* PROBLEM *
Check every line of the material below for "front". Give the number of lines that have it, and only that.

* THE DATA *
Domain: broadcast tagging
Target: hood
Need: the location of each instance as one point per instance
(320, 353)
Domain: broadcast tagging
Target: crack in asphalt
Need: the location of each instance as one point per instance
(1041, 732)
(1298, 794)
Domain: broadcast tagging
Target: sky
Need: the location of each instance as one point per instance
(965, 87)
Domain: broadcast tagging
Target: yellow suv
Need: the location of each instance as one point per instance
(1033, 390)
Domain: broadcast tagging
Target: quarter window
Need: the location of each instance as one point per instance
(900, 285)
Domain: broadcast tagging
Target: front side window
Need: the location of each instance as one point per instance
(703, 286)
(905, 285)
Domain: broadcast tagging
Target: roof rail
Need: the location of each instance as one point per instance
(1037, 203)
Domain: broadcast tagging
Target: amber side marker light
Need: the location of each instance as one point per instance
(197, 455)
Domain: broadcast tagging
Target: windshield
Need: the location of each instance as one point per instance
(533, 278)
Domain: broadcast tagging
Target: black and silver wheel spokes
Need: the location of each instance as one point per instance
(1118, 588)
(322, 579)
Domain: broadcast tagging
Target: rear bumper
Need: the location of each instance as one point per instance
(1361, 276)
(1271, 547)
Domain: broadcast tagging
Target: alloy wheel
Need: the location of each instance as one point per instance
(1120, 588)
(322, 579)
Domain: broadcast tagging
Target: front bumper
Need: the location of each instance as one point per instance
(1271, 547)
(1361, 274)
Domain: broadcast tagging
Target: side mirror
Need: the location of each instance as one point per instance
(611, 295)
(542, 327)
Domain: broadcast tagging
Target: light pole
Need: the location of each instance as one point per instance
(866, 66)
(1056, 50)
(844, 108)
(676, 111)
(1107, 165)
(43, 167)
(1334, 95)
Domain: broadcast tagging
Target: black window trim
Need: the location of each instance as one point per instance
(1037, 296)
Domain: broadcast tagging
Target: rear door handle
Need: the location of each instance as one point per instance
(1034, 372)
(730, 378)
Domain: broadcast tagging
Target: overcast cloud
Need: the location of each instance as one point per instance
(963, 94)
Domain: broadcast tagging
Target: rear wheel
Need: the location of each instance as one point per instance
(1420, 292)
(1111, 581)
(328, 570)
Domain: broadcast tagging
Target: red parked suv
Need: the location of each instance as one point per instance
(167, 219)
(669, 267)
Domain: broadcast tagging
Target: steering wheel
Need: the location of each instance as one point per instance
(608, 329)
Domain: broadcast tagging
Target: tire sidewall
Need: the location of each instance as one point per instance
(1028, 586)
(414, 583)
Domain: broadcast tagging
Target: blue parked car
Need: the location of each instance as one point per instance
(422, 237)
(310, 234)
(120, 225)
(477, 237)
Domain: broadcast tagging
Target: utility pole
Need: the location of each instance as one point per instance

* YOUR RESPONSE *
2